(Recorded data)
════════

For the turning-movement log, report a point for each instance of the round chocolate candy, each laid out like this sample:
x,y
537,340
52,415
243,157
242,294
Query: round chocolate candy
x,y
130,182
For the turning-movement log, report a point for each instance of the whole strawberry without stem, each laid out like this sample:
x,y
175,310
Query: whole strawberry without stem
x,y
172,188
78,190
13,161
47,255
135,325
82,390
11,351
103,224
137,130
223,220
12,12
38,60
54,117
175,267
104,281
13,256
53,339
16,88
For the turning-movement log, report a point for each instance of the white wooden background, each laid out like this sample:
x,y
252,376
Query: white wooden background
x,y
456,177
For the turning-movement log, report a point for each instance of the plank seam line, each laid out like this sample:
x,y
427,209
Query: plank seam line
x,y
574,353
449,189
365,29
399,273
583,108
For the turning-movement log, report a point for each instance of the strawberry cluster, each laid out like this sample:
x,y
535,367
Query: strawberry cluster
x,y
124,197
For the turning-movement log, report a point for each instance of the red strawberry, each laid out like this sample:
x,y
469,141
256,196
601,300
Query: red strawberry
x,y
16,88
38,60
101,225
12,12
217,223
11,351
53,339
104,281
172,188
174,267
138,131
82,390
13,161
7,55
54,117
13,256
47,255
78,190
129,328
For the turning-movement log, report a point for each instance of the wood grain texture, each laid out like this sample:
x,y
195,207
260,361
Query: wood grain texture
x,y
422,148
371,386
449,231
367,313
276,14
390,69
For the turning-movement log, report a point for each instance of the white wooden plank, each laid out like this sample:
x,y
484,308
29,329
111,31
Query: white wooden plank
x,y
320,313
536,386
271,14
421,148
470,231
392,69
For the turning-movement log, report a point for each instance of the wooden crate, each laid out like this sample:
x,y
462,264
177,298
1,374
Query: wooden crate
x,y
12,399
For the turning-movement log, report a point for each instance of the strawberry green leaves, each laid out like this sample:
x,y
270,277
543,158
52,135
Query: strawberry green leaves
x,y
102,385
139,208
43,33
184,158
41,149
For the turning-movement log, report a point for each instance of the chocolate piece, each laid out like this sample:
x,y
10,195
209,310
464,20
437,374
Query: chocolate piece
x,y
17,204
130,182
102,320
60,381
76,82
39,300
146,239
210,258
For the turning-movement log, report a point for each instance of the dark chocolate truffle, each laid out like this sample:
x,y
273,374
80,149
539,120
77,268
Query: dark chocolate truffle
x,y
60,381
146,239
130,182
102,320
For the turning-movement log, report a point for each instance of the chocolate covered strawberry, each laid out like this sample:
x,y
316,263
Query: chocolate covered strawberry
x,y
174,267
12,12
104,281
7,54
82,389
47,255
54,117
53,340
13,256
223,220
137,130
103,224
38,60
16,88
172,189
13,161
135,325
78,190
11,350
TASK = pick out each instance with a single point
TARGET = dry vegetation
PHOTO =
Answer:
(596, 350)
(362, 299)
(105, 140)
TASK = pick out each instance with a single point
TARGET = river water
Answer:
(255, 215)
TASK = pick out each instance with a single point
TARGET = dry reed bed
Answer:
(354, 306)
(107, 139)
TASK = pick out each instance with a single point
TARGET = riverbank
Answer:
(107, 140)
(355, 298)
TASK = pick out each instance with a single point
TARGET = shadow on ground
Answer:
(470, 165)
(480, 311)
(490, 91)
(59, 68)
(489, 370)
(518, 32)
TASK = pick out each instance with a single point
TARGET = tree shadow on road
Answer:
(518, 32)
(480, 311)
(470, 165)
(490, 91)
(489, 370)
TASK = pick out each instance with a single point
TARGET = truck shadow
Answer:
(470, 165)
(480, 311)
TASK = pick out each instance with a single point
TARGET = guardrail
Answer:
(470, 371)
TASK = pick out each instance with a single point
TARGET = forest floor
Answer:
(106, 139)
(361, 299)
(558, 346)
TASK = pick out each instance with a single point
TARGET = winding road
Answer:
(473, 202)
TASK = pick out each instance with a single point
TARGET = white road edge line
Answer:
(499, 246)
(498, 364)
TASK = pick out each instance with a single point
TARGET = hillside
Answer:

════════

• **What this task involves**
Please return every line of the records above, unchanged.

• **Response to this exercise**
For the turning-movement log, report a point for each instance of the round chocolate candy, each laid out like this sample:
x,y
537,340
52,415
243,157
242,294
Query: round chocolate candy
x,y
130,182
For the turning-movement log, report a point for each instance of the whole strawberry without stem, each laid out like this sample:
x,y
175,310
Query: whole strawberry without stem
x,y
172,188
78,190
13,161
47,255
135,325
82,390
11,351
103,224
137,130
223,220
12,12
38,60
54,117
175,267
104,281
13,256
53,339
16,88
For the turning-movement log, report a point for each instance of the white wooden background, each laid out like this sample:
x,y
252,376
Query: white wooden background
x,y
456,177
For the turning-movement log, report a point for each instance of the plank seam line, each laid out like this sample:
x,y
427,209
Query: plank seam line
x,y
574,353
449,189
365,29
399,273
583,108
For the turning-movement log, report a point for each instance of the strawberry cluster, each laid out like this sample:
x,y
535,367
Query: strawberry cluster
x,y
124,197
For the turning-movement log, report a point for each instance of the red strawberry, each laid out like this sample:
x,y
469,141
256,196
601,300
Query: red strawberry
x,y
16,88
38,60
101,225
12,12
217,223
11,351
53,339
104,281
172,188
174,267
138,131
82,390
13,161
7,55
54,117
13,256
47,255
78,190
129,328
For the turning-movement log, report a point for each instance of the wood grain texture, each laid out like this sample:
x,y
195,207
260,361
Query: wood grain texture
x,y
422,148
371,386
449,231
367,313
276,14
390,69
For the turning-movement log, report a point for each instance of the white wooden plank, each laid out like this sample:
x,y
484,308
29,329
111,31
Query: white wooden plank
x,y
320,313
536,386
271,14
421,148
470,231
392,69
For the turning-movement log, report a point for each instance of the wooden crate, each laid out like this sample:
x,y
462,264
177,298
1,374
Query: wooden crate
x,y
12,399
For the turning-movement log, report a point for each instance of the strawberry green leaves, each laid out like this sample:
x,y
270,277
543,158
52,135
Query: strawberry green leaves
x,y
102,385
139,208
43,33
184,158
41,149
For the turning-movement log, report a point for each instance of the chocolate piece, each laid out like this sample:
x,y
10,195
209,310
464,20
437,374
Query: chocolate piece
x,y
17,204
130,182
102,320
60,381
76,82
39,300
146,239
210,258
For the turning-movement log, report a point for each instance of the dark chocolate truffle, each laid out like this sample:
x,y
273,374
80,149
539,120
77,268
Query: dark chocolate truffle
x,y
60,381
146,239
130,182
102,320
For the turning-movement log, report a point for each instance of the chocolate covered strawberry, each laid out like this sample:
x,y
316,263
Query: chocolate covered strawberry
x,y
174,267
12,12
104,281
7,54
82,389
47,255
54,117
53,340
13,256
223,220
137,130
103,224
38,60
16,88
172,189
13,161
135,325
78,190
11,350
TASK = pick out each instance with a single point
TARGET = dry vegetation
PHOTO =
Answer:
(596, 350)
(362, 299)
(105, 140)
TASK = pick out each instance with a single point
TARGET = river water
Answer:
(255, 215)
TASK = pick out each instance with a single point
TARGET = dry reed bed
Answer:
(354, 306)
(107, 139)
TASK = pick out each instance with a single point
TARGET = riverbank
Answer:
(107, 140)
(355, 298)
TASK = pick out each instance with a single point
TARGET = shadow on ground
Answer:
(470, 165)
(480, 311)
(490, 91)
(59, 68)
(489, 370)
(518, 32)
TASK = pick out each instance with a single point
TARGET = tree shadow on road
Answer:
(518, 32)
(480, 311)
(470, 165)
(490, 91)
(489, 370)
TASK = pick out each instance with a single point
TARGET = truck shadow
Answer:
(470, 165)
(480, 311)
TASK = pick out each instance with a single point
TARGET = guardrail
Answer:
(470, 371)
TASK = pick out each instance with a single point
TARGET = forest floor
Answer:
(106, 139)
(361, 299)
(558, 346)
TASK = pick out each instance with a single point
TARGET = winding road
Answer:
(473, 202)
TASK = pick out each instance with a single point
TARGET = white road edge line
Answer:
(499, 246)
(498, 364)
TASK = pick out each instance with a single point
TARGET = hillside
Answer:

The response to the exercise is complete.